**Exercise aim**
Reproduce every one of the entries below line for line, leaving the pictures out of your copy.

(Stored data entries)
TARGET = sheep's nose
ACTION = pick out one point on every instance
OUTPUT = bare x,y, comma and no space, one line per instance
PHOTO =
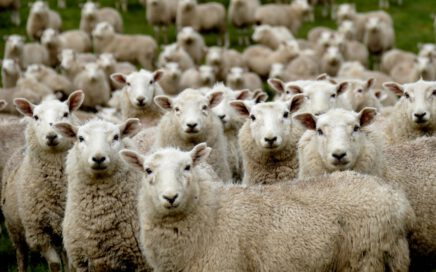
98,159
171,198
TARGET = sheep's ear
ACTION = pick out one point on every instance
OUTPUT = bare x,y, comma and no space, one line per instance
133,159
277,85
367,116
200,153
66,129
75,100
164,102
24,106
394,87
296,102
242,108
130,127
308,120
119,78
215,98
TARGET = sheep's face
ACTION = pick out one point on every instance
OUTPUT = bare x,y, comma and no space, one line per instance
340,135
169,185
192,110
140,87
42,117
419,100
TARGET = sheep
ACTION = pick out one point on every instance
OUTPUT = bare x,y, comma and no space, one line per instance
92,80
10,73
202,17
204,76
241,16
40,18
187,221
34,192
189,121
271,36
223,60
91,15
414,115
170,81
25,53
140,88
133,48
101,198
239,79
175,53
193,43
259,58
268,140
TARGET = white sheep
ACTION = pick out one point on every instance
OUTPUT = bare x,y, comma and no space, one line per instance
189,120
92,80
91,15
188,221
414,115
202,17
139,90
40,18
34,192
133,48
268,140
101,199
193,43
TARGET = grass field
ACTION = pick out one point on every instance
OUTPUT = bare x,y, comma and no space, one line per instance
412,25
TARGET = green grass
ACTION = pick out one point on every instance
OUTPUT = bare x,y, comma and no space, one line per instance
412,25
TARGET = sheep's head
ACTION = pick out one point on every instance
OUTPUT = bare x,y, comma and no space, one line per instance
271,122
192,110
98,143
418,101
227,114
42,117
170,183
340,135
140,87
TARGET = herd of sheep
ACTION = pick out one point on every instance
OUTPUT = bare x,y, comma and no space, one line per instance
183,165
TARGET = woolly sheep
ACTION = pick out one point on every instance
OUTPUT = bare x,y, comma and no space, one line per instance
40,18
268,140
187,221
37,183
133,48
91,15
414,115
92,80
189,120
202,17
193,43
239,79
101,199
139,90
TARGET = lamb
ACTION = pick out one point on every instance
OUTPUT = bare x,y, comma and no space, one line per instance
212,224
40,18
25,53
193,43
133,48
271,36
140,88
189,121
91,15
414,115
202,17
239,79
268,140
101,199
34,192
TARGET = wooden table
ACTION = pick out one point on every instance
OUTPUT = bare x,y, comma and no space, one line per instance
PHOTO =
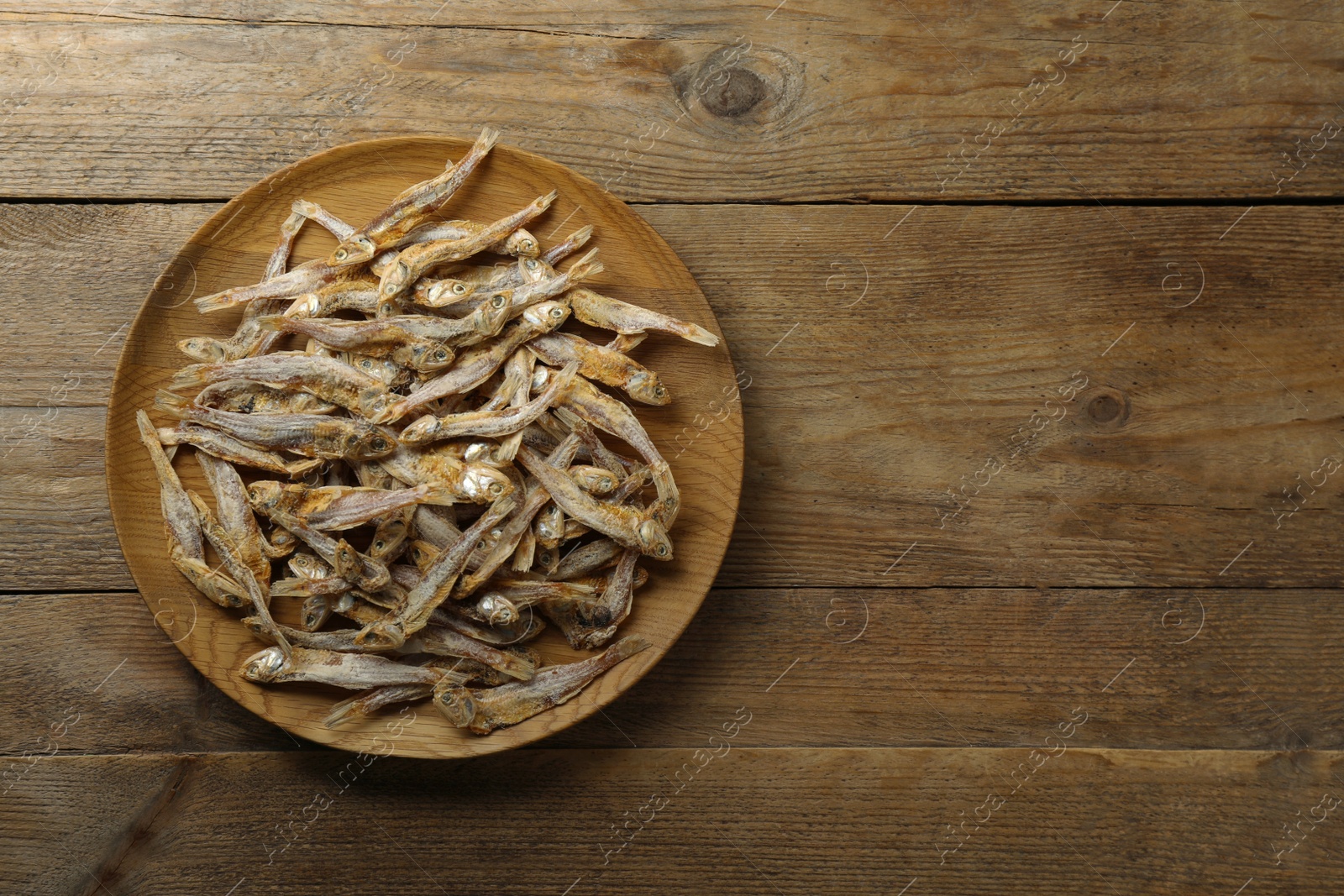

**Exercise output**
TARGET = sheep's nose
ACTION = pick out one point on every instance
OUTPUT = bare x,y, comma and no space, one line per instance
PHOTO =
98,159
171,198
TARGET = sheep's ear
ACTION = pick out one point on every instance
OUTPUT = bare x,y, comma and no space, one line per instance
133,159
277,85
367,116
200,153
66,129
75,100
164,102
24,106
394,87
296,102
242,108
130,127
308,120
119,78
215,98
TARGET = sheep's face
ACTION = pick out one point on every instance
OUTPUT = bare x,y, comma and no space, one line per instance
340,135
169,185
192,110
140,87
42,117
419,100
TARGET = sheep
ACTION = pick out one point on every instance
OUTPUT = bare x,y, comma and no space, one line per instance
92,80
10,73
202,17
204,76
241,16
40,18
187,221
34,192
189,121
271,36
223,60
91,15
414,115
170,81
25,53
140,88
133,48
101,198
239,79
175,53
193,43
259,58
268,140
TARGET = white sheep
ACTION = pick out one point on every instance
OUTPUT = bare x,y, comma and no space, one line per instance
189,120
92,80
91,15
188,221
414,115
202,17
139,90
40,18
34,192
133,48
268,140
101,199
193,43
TARGET = grass field
ACTION = pick out one point on every instance
OUTPUT = bare x,y, comma and no space, one line per instance
412,25
TARGET = green grass
ACTION = pick out one point on every instance
OUTPUT = bare x,y, comma and no space, one line per instance
412,25
TARGET = sheep's head
ACTION = pick out one point on every instance
OUTPUT = bare x,y, comma and no space, one line per instance
271,122
192,110
98,143
418,101
227,114
42,117
170,183
340,135
140,87
TARGET = herd of sheep
ACTION = pick out one point on every instance
OUTPUT = bare x,y, comma and no space, one line per instance
183,165
TARGET = woolly sheep
ACTION = pick out one point on every instance
OUTPUT = bare x,y, comma and no space, one line per instance
40,18
268,140
187,221
37,183
133,48
91,15
414,115
92,80
189,120
202,17
193,43
239,79
101,199
139,90
TARGET = lamb
ACTION = pick out one point on every instance
OUTPUT = bare x,y, comma and no space, one line per instance
212,224
40,18
25,53
193,43
133,48
271,36
140,88
189,121
91,15
414,115
202,17
239,79
268,140
101,199
34,192
TARGET = wooden table
ACTION = pick out one point on every instance
OUTPUT = bare x,y, comma and no space, one line per instance
PHOTO =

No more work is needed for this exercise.